-- PAGE EXCERPT follows --

Magical Heart Patient Denny's magical room. George doesn't seem to be liking Meredith's plan, which has something to do with them doing an echo themselves. Although the rest of them have never done an echo, Cristina was shown by Burke how to do one. Cristina tries to say she's not involved. More arguing about falling in love with a patient versus falling in love with an attending, all of which is finally silenced by Meredith saying, "We can't help who we fall in love with." "Sheeyah," George snorts. They all seem to agree on that point. The thing is, being "in love" with Crazy Callie of Osteo just doesn't hold the dramatic weight that these three loves -- Attending, Dying Patient, Attention -- hold. Poor George, always getting the fuzzy end of the lollipop.McWeenie gazes down at Burke and realizes Burke's hand is cold. Burke insists that his hands are always cold. Webber and McWeenie look at Burke's chart. "My hand's always cold," Burke keeps muttering to himself. He passes out and sets off alarms. Webber and McWeenie do a mean medical hustle, inject Burke's chest with less pop and panache than Pulp Fiction, and bring him back to consciousness. McWeenie tells Burke that his lung collapsed but he's okay now.

-- PAGE EXCERPT concluded --

§ **WORK INSTRUCTION**: Pick up the hospital drama recap after its last sentence and keep writing it.

-- LISTED ENTRIES follows --

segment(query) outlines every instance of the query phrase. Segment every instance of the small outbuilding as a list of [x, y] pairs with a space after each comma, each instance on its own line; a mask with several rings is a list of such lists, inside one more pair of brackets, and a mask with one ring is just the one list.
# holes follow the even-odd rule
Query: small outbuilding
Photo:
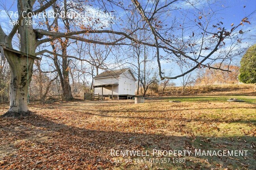
[[109, 70], [93, 78], [93, 99], [95, 95], [127, 99], [135, 93], [136, 78], [130, 68]]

-- LISTED ENTRIES concluded --

§ **OUTPUT BELOW**:
"He's been shot? Dude," Alex comments with a total lack of Hurley. Meredith explains their plan and begs Alex to help them stall Hahn. She asks him to do it for Izzie. Alex gives in and says he's not promising anything.
As Addison performs an ultrasound on Camille, the Promlets want to know if It was romantic. "You know, before the pain and paramedics and everything," one of them adds. Camille grins that it was: "You know that feeling when you look into someone's eyes and you're totally comfortable and you're aren't self-conscious and everything just is, like, perfect." In the middle of this, Addison looks serious. Whether it's because of Camille's naively romantic speech or because of something she saw on the ultrasound or a combination of the two, isn't clear. Addison wants to know if Camille has had any symptoms, like abdominal pain or nausea. "No, she's been fine," a Promlet says flippantly. Camille holds Addison's gaze. "You haven't been fine, have you?" Addison coaxes. Scared, Camille shakes her head. She hasn't been well for a month but she wanted to go to prom. She didn't want to be "the girl who had cancer again." "You're not!" a Promlet insists, "She's not, right?" Addison just looks at Camille, who realizes she is "the girl who had cancer again" and leans back on her pillow in defeat. Wow. Have sex, get cancer. Talk about the poster child for abstinence.